-- EXCERPT PROVIDED follows --

For me it comes down to signal vs noise.

I’m absolutely confident that AI/LLM can solve things, but you have to shift through a lot of crap to get there. Even further, it seems AI/LLM tend to solve novel problems in very unconventional ways. It can be very hard to know if an attempt is doomed, or just one step away from magic.

[teeray]

At that point, is it really solving or is it just monkeys with typewriters?

[fwip]

"Monkeys with typewriters," is in one sense, a uniform sampling of the probability space. A brute-force search, even when using structured proof assistants, take a very long time to find any hard proof, because the possibility space is roughly (number of terms) raised to the power of (length of the proof).

But similarly to how a computer plays chess, using heuristics to narrow down a vast search space into tractable options, LLMs have the potential to be a smarter way to narrow that search space to find proofs. The big question is whether these heuristics are useful enough, and the proofs they can find valuable enough, to make it worth the effort.

[naasking]

I think the signal-to-noise is demonstrably higher with AI than with a legion of monkeys on typewriters. I think an interesting philosophical question is, is there some threshold of signal-to-noise that by itself would qualify a system as "intelligent", or is "intelligence" some specific property of the search process itself? eg. perhaps real intelligence avoids certain pitfalls, like getting stuck in local minima.

[marmakoide]

It's stochastic monkeys, but enhanced with a really good bias towards coherent prose, built upon a gigantic corpus.

[0points]

So, it's monkeys specifically good at typing Shakespeare.

[myaccountonhn]

Or finding the solution hidden somewhere among the decimals of pi.

[hto2i34334324]

That's not the issue. The issue has always been that of knowledge and epistemology.

This is why the computer-assisted proof of the four-color theorem was such a talking point in math/cs-circles: how do you "really" know what was proven. This is slightly different from say an advisor who trains his students : you can often sketch out a proof, even though the details require quite a bit of work.

[xenotux]

I think a simple way to take emotion out of this is to ask if a computer can beat humans at math. The answer to that is pretty much "duh". Symbolic solvers and numerical methods outperform humans by a wide margin and allow us to reach fundamentally new frontiers in mathematics.

But it's a separate question of whether this is a good example of that. I think there is a certain dishonesty in the tagline. "I asked a computer to improve on the state-of-the-art and it did!". With a buried footnote that the benchmark wasn't actually state-of-the-art, and that an improved solution was already known (albeit structured a bit differently).

-- EXCERPT PROVIDED concluded --

QUESTIONS
**a.** List every username shown in square brackets in the forum thread, in the order they appear.
**b.** Answer these from the forum thread:
(i) What does the opening post say it all comes down to?
(ii) Roughly how large is the possibility space for a brute-force proof search?
(iii) Which theorem's computer-assisted proof is named as a talking point in math/cs circles?

-- SOURCE INFORMATION follows --

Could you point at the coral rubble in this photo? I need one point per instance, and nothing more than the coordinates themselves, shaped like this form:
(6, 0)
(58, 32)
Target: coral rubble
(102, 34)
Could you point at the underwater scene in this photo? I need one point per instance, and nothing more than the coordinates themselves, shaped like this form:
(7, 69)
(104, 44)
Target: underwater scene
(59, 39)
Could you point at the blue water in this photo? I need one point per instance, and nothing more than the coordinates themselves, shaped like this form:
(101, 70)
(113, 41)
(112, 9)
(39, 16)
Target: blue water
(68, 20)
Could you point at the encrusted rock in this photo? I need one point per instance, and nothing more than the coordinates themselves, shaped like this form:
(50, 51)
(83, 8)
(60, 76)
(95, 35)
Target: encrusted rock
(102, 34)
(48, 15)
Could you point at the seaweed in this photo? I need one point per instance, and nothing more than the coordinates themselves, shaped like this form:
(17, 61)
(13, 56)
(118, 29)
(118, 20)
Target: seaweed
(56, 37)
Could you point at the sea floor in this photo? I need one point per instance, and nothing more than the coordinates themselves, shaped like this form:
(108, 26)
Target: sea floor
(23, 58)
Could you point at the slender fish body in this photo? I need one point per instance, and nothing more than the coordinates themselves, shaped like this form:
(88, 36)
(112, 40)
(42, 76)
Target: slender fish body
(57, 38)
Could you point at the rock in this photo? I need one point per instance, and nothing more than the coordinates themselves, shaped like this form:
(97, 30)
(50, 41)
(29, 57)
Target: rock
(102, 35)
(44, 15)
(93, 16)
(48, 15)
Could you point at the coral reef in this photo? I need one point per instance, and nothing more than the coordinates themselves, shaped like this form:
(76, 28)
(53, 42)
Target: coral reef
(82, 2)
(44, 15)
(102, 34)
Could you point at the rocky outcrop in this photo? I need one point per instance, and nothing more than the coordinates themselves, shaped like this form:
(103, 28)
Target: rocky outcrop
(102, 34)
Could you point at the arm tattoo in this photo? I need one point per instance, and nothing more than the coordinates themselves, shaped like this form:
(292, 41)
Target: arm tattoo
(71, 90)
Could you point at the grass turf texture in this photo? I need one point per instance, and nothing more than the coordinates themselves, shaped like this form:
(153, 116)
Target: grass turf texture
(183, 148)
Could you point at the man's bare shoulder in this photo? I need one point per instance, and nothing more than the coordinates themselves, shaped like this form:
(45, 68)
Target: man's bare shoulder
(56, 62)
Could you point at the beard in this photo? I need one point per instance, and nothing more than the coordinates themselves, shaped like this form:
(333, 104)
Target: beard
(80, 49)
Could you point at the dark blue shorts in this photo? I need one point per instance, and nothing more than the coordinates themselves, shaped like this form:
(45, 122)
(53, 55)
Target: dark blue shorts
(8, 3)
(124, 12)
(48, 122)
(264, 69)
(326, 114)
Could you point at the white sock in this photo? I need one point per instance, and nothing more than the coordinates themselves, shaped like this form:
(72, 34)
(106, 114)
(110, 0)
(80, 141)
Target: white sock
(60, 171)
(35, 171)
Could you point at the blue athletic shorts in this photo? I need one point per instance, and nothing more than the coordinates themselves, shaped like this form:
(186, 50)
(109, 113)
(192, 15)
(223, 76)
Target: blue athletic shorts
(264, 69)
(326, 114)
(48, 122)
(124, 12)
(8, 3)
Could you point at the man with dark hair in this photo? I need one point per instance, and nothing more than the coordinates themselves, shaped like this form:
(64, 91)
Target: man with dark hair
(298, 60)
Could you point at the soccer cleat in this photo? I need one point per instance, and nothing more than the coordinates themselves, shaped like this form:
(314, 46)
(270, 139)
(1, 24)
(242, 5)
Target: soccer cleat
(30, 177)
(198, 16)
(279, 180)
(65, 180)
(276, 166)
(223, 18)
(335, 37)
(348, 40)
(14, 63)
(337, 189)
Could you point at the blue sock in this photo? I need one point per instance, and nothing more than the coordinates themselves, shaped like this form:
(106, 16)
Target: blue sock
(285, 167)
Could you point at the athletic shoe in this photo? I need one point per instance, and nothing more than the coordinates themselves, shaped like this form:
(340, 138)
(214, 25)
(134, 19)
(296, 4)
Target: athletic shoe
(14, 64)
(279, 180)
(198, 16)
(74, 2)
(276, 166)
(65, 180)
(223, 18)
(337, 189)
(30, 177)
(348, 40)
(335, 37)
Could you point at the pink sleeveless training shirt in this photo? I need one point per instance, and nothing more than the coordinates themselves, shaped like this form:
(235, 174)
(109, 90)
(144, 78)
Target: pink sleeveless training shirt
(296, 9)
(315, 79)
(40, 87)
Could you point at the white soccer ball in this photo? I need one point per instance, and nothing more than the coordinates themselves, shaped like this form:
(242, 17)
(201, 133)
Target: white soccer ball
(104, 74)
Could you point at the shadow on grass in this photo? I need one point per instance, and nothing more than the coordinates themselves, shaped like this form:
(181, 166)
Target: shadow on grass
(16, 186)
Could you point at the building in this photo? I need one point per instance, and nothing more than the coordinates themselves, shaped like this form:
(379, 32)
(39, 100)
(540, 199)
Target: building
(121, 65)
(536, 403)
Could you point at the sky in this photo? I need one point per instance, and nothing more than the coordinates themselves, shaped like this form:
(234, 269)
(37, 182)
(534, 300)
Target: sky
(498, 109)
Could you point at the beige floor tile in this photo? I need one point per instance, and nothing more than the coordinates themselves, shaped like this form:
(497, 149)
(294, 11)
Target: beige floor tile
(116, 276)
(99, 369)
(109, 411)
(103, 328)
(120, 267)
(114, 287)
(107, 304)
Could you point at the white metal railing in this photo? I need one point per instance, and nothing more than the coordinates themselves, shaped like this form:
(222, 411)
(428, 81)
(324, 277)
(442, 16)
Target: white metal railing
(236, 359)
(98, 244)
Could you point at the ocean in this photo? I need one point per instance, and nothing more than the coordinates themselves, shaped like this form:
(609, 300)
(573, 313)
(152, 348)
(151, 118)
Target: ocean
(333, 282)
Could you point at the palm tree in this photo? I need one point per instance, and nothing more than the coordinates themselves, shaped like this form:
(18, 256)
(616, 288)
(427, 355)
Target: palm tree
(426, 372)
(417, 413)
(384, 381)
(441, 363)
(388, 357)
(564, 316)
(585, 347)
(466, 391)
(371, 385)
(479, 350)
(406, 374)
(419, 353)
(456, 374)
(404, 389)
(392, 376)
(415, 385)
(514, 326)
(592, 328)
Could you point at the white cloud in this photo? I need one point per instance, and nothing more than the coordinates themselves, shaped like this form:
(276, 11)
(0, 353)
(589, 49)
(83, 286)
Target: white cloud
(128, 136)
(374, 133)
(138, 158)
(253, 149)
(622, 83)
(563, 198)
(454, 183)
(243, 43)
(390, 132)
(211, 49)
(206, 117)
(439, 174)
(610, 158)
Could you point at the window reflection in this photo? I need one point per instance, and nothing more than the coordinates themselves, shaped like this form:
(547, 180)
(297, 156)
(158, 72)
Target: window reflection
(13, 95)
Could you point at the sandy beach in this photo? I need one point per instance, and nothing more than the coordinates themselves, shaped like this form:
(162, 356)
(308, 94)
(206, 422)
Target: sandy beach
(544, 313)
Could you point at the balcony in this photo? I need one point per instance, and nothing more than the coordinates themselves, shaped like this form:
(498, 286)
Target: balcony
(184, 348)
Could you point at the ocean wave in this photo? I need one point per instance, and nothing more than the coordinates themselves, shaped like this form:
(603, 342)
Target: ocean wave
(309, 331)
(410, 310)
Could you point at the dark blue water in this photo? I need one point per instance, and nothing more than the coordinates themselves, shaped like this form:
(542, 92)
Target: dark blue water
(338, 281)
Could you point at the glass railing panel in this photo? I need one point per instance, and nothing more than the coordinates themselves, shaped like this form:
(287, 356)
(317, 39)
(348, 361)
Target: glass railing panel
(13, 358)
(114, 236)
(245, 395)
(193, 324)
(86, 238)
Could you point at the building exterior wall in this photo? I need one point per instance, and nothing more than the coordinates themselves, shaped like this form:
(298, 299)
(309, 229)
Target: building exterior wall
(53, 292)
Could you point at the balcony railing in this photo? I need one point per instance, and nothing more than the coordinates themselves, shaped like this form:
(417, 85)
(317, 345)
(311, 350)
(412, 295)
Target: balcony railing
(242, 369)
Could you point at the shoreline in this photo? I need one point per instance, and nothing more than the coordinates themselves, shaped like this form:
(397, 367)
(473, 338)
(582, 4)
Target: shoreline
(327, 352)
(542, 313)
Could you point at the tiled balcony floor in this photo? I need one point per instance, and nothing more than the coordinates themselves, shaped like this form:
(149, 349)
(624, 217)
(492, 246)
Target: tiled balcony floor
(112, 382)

-- SOURCE INFORMATION concluded --

RESPONSES IN ORDER
**a.** teeray, fwip, naasking, marmakoide, 0points, myaccountonhn, hto2i34334324, xenotux

**b.**
(i) Signal vs noise.
(ii) The number of terms raised to the power of the length of the proof.
(iii) The four-color theorem.